▶ **任务要求**
修改从包含“For every instance of the traffic”的行到包含“[[18, 76], [89, 6]]”的行之间的数据，首尾两行均包括在内：把其中的“pixel coordinates”全部改为“image coordinates”，其余内容保持不变，然后给出改好的这些行。

(一段数据)
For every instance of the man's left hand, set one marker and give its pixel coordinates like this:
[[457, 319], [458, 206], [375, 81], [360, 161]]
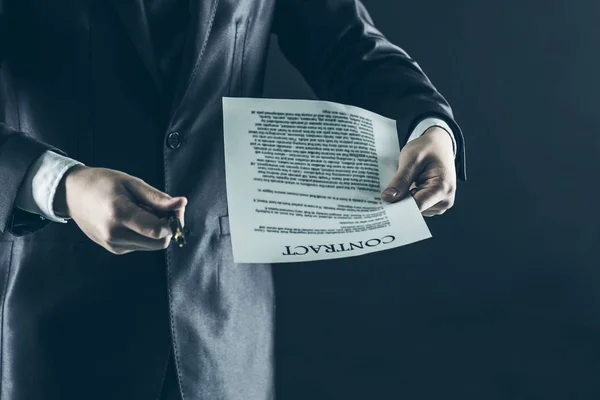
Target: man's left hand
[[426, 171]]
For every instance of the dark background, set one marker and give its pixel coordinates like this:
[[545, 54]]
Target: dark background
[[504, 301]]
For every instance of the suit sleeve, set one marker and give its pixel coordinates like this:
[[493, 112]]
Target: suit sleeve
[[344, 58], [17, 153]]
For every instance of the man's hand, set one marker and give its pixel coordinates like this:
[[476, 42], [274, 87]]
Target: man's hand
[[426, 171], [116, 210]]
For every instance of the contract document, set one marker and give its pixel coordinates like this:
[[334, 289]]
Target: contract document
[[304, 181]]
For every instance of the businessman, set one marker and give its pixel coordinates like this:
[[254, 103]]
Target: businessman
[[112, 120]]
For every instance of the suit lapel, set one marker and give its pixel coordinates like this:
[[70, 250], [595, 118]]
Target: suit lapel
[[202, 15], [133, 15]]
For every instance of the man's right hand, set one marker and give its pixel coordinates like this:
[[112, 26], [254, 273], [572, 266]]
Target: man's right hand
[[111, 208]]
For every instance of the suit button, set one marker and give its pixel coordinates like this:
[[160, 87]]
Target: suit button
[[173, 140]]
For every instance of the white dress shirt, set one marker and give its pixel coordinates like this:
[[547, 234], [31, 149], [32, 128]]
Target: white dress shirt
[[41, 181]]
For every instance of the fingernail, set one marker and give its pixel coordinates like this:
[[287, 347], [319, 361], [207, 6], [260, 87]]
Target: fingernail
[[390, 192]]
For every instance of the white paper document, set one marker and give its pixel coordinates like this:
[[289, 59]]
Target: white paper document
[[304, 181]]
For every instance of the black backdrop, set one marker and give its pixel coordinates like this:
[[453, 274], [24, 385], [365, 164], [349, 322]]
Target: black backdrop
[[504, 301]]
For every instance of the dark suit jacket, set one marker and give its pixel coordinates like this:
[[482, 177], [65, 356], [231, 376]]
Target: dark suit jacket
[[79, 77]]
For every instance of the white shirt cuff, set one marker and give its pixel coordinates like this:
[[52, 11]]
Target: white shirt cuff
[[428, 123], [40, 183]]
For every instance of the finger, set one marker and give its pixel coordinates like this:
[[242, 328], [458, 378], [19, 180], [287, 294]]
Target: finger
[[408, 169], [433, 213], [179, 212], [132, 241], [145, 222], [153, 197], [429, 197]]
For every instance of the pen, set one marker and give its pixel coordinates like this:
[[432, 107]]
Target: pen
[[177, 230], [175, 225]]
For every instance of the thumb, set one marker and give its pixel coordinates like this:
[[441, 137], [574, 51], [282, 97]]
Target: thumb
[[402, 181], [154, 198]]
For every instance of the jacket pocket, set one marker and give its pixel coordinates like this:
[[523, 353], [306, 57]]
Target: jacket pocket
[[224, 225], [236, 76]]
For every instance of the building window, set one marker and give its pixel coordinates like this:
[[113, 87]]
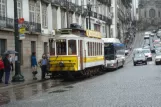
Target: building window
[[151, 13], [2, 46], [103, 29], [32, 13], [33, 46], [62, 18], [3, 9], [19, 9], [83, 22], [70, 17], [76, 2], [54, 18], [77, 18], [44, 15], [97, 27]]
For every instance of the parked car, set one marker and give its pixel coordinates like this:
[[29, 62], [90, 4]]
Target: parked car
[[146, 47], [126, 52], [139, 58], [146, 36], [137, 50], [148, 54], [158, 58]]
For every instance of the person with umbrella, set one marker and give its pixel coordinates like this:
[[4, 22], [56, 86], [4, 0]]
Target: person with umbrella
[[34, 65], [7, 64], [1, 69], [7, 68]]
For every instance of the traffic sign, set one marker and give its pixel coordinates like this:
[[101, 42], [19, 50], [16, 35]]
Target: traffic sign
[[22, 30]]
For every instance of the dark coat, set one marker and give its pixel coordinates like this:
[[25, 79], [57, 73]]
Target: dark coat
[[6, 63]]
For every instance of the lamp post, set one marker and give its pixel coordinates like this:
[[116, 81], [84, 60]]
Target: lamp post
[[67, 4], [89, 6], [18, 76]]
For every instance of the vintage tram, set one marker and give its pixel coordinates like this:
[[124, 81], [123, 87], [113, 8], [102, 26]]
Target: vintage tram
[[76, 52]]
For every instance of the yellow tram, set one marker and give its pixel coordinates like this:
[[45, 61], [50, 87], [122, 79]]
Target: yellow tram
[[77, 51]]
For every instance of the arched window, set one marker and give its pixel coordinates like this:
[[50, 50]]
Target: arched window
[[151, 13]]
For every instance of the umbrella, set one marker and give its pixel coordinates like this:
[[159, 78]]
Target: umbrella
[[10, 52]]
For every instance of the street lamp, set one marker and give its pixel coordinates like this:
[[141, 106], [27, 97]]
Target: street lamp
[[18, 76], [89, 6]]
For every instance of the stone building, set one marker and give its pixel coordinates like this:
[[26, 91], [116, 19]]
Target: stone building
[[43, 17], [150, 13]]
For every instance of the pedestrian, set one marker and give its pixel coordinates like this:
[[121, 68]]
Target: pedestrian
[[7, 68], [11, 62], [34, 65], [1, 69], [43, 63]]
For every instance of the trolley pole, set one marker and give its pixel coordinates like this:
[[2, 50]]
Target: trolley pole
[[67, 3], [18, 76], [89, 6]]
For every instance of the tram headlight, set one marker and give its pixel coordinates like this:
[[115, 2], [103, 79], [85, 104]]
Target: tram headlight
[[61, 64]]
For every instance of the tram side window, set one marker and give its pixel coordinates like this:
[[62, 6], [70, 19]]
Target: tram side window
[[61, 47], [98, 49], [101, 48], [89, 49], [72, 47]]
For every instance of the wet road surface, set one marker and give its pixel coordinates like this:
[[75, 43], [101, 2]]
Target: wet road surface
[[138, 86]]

▶ **参考答案**
For every instance of the traffic sign, set one marker and give its image coordinates like this:
[[101, 42], [19, 50], [16, 35]]
Target: traffic sign
[[22, 30]]
For every instance of the dark coat, set one marker and give its image coordinates like this:
[[25, 79], [57, 73]]
Target: dark coat
[[6, 63]]
For every instance of the lamp post, set one marker and give its image coordinates like this:
[[116, 81], [84, 60]]
Target: lamp post
[[67, 4], [89, 6], [18, 76]]
For every instance of the vintage tram, set one marker and give its image coordinates like this:
[[124, 81], [123, 87], [113, 8], [102, 26]]
Target: vintage tram
[[76, 52]]
For every instance of the yellow tram, set one marker and give its image coordinates like this:
[[45, 61], [50, 87], [122, 79]]
Target: yellow tram
[[77, 51]]
For every instance of the arched window, set one marker and give its image coordinates like this:
[[50, 50]]
Target: arched window
[[151, 13]]
For every instance of the umbrella, set one marker and give its image coordinates like this:
[[159, 78]]
Target: umbrella
[[10, 52]]
For every instance of the street lamp, set one marker and give its image coordinates like this:
[[141, 106], [27, 97]]
Target: street lamp
[[18, 76], [89, 6]]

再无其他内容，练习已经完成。